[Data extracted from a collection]
============
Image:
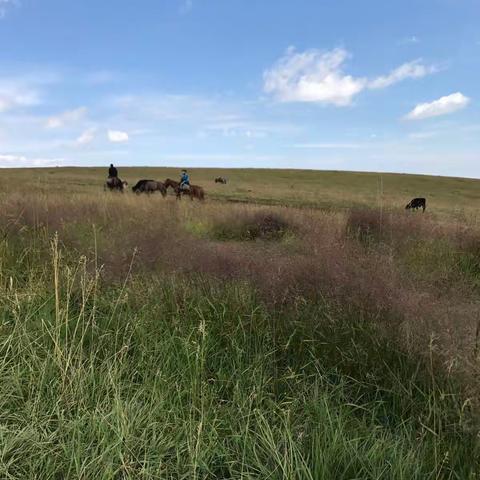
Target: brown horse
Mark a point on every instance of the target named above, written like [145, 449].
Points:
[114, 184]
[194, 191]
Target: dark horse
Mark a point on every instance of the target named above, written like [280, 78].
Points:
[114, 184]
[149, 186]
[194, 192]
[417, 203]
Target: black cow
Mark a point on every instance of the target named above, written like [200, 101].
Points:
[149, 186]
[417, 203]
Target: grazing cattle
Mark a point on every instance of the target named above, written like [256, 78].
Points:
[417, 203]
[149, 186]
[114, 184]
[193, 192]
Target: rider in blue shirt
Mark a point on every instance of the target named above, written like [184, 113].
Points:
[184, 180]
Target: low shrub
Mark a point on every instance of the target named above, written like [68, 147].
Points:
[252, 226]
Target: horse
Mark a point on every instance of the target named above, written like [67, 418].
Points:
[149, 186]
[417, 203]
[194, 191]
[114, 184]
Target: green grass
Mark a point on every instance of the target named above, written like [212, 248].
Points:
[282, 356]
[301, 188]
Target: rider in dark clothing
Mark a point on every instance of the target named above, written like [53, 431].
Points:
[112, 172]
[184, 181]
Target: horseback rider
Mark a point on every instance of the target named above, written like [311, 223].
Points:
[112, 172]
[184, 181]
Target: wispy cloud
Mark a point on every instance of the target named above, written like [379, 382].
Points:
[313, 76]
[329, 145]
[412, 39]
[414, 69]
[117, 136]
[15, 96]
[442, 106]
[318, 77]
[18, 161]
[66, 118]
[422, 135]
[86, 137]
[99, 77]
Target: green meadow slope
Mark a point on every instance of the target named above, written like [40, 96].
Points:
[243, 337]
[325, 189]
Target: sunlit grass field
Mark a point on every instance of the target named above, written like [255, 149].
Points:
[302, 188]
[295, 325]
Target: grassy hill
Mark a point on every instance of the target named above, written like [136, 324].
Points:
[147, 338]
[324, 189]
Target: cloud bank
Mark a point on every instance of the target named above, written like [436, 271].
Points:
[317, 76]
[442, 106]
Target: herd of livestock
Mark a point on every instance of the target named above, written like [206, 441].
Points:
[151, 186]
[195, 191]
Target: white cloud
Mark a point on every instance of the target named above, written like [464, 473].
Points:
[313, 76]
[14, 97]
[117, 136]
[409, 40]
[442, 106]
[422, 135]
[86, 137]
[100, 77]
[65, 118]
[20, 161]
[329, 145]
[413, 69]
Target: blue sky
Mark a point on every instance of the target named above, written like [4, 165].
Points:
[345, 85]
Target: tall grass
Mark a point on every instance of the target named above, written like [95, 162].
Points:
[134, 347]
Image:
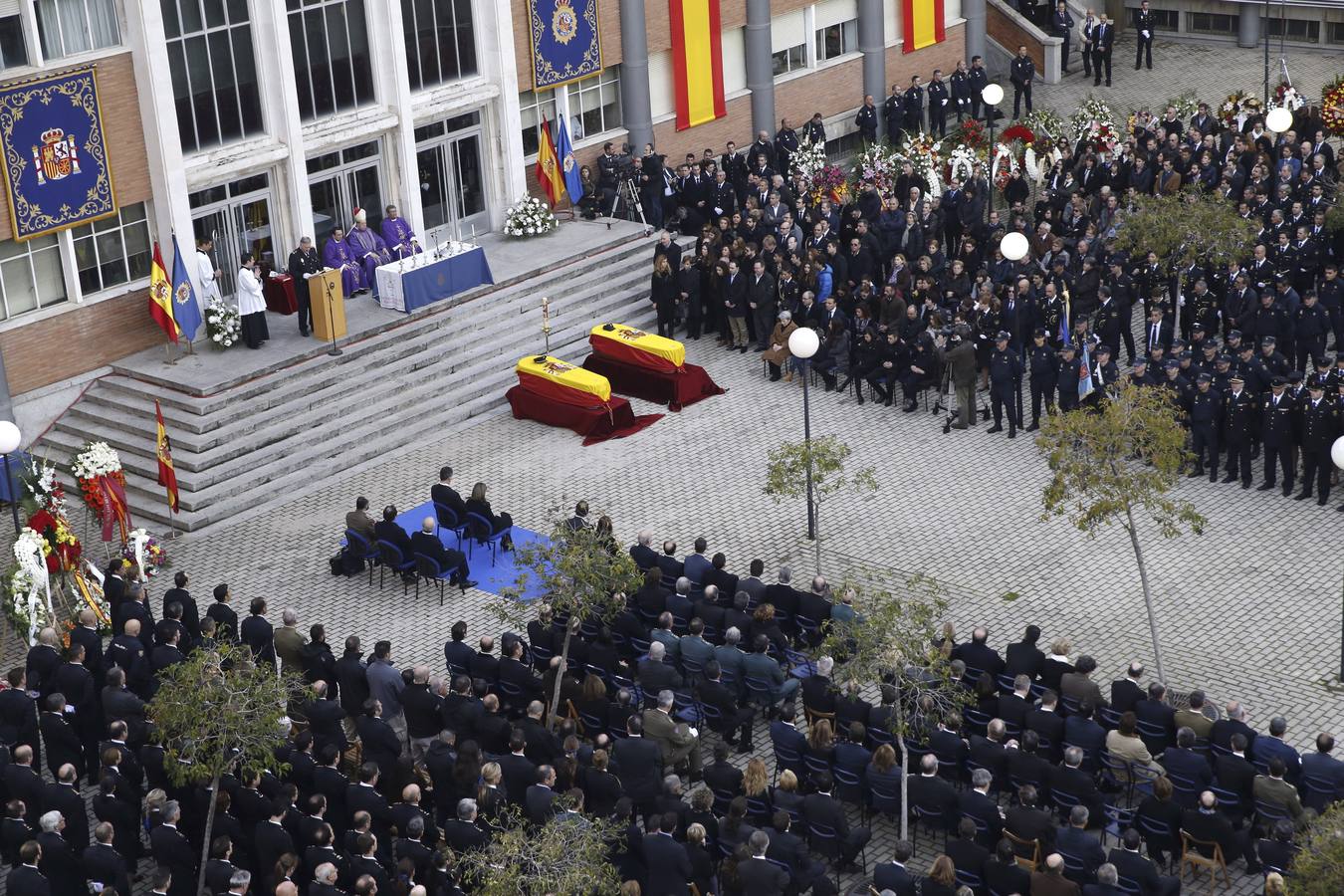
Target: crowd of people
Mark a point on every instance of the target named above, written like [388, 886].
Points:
============
Retype each line above precisely, please. Skip anything that is a picture.

→ Response:
Image:
Target: brown horse
Mark a point on every instance of the target named above, written like [145, 449].
Points:
[114, 184]
[194, 191]
Target: dark horse
Mark a point on every instance of the target named above, written like [280, 78].
Points:
[114, 184]
[149, 186]
[194, 192]
[417, 203]
Target: black cow
Mark a point on every instance of the target named above, written like [200, 101].
Points:
[149, 186]
[417, 203]
Target: grazing cattle
Mark a point on every instance of the target named above, written like [256, 78].
Points:
[417, 203]
[149, 186]
[114, 184]
[193, 192]
Target: rider in blue shirt
Mark a point on every instance of the target named above, written like [184, 113].
Points:
[184, 180]
Target: low shrub
Mark a point on every instance of the target named above, written like [68, 147].
Points:
[252, 226]
Target: horse
Mark a point on every instance of the target named above, written like [67, 418].
Points:
[149, 186]
[417, 203]
[194, 191]
[114, 184]
Target: green grass
Mark a point on every instance of the target named above, written like [212, 248].
Points:
[282, 356]
[301, 188]
Target: rider in dark clothing
Mark a point on every instance of the target named above, written like [53, 431].
Points:
[112, 172]
[184, 181]
Target: horseback rider
Mark a point on every instance of the target named above, written like [311, 223].
Points:
[112, 172]
[184, 181]
Target: wispy cloud
Mark a point on every instance of the target named above, written like [379, 382].
Points:
[313, 76]
[329, 145]
[412, 39]
[414, 69]
[117, 136]
[15, 96]
[442, 106]
[318, 77]
[18, 161]
[66, 118]
[422, 135]
[86, 137]
[99, 77]
Target: green meadow slope
Mark a point on every instance of the target named above, written like [40, 96].
Points:
[243, 337]
[325, 189]
Target: sunlit grass field
Mark a point on every instance of the target named above, written like [255, 149].
Points:
[302, 188]
[295, 325]
Target: grassy hill
Mark a point on every instance of the target named above, written like [136, 324].
Points:
[147, 338]
[324, 189]
Target: cloud bank
Mark a point on every instance of the target named above, written like [436, 271].
Points:
[317, 76]
[442, 106]
Target: herd of livestock
Mark a point on every instance of the target named above, written like [206, 441].
Points:
[151, 186]
[195, 191]
Target: white cloud
Mark a point on every instance of the target named above, written like [464, 473].
Points:
[313, 76]
[14, 97]
[117, 136]
[409, 40]
[442, 106]
[422, 135]
[86, 137]
[100, 77]
[65, 118]
[20, 161]
[329, 145]
[413, 69]
Target: blue sky
Mark a point on every instance of the target named above, written like [4, 165].
Points:
[345, 85]
Target: tall grass
Mark a point on every instance of the target named above, written like [95, 162].
Points:
[134, 347]
Image:
Target: crowd of people
Mark a point on every instance of the target named above, written like [388, 886].
Points:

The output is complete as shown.